- _DATA FOR PROCESSING_:
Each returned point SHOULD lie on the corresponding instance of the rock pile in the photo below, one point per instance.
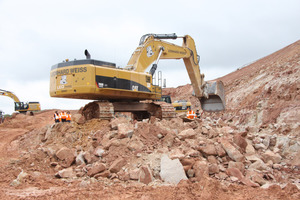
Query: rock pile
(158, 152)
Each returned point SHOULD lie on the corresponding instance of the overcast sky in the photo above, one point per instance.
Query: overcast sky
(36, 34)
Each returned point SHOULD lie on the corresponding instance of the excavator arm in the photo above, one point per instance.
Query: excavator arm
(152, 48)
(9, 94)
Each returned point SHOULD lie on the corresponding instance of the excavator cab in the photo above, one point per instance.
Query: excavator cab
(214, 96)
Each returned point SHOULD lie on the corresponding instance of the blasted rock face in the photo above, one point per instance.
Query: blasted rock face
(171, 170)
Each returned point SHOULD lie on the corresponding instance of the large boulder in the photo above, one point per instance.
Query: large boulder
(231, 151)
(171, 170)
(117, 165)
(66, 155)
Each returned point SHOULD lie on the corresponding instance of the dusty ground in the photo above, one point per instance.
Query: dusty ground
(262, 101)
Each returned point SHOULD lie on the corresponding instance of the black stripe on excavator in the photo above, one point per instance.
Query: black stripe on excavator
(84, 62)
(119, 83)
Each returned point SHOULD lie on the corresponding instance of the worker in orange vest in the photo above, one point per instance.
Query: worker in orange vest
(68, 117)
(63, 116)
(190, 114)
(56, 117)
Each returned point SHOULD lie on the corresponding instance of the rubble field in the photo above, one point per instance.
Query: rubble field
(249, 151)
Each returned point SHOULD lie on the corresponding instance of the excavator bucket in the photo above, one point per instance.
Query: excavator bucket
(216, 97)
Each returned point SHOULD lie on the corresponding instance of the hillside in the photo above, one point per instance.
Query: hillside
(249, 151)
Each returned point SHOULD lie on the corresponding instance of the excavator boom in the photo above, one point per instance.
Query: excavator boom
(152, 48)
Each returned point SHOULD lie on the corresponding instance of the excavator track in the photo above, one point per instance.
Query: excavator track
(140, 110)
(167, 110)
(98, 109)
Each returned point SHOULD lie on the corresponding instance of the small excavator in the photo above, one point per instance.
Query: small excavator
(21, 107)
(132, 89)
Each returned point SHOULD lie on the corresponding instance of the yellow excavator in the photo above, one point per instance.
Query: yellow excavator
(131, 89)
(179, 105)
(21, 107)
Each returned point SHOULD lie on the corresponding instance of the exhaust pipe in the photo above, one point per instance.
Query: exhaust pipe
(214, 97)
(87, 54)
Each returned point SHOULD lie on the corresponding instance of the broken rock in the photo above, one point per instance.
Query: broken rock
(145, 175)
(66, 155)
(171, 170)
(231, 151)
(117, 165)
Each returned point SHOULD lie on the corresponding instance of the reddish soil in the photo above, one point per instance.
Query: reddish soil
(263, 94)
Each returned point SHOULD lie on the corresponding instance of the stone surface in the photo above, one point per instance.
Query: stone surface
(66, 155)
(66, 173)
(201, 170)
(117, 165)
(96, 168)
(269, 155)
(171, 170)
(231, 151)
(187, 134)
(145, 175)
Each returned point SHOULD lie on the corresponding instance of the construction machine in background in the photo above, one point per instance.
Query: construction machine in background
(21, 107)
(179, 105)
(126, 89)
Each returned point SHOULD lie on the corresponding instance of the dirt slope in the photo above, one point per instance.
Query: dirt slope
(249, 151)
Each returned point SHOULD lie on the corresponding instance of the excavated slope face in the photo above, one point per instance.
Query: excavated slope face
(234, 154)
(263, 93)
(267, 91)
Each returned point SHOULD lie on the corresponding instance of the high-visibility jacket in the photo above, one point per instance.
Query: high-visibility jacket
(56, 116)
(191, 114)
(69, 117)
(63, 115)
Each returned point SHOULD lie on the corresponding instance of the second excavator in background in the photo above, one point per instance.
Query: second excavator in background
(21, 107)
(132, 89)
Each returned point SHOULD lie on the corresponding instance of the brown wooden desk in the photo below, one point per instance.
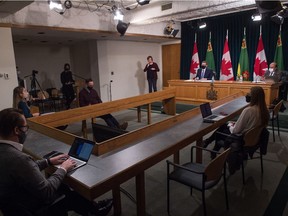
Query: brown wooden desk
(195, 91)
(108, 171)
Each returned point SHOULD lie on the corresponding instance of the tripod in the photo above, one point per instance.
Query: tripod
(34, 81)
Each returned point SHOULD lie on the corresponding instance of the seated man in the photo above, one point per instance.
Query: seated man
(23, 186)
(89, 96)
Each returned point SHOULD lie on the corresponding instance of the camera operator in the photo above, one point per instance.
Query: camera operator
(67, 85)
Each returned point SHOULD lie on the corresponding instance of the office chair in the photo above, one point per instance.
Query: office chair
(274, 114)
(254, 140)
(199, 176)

- _REQUIRED WORK_: Whenever a line above has the word "below" in it, copy that line.

- _TASK OUTPUT_:
Each returned point SHOULD lie on the corresponding instance of the rock pile in the photo below, one point per instance.
Each returned point SHOULD lie on the corresponding instance of the brown wooden desk in the photo below, one point per instance.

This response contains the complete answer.